START Data extracts

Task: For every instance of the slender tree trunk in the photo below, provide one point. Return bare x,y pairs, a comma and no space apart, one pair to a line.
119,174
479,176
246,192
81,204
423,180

END Data extracts

Try it. The data given above must be transcribed exactly and completely.

Written response.
Task: For every instance of the slender tree trunk in the photo below, provide one point. Return bare x,y pairs, a comma and no space apart, one pair to a line.
119,174
479,176
246,192
81,204
423,180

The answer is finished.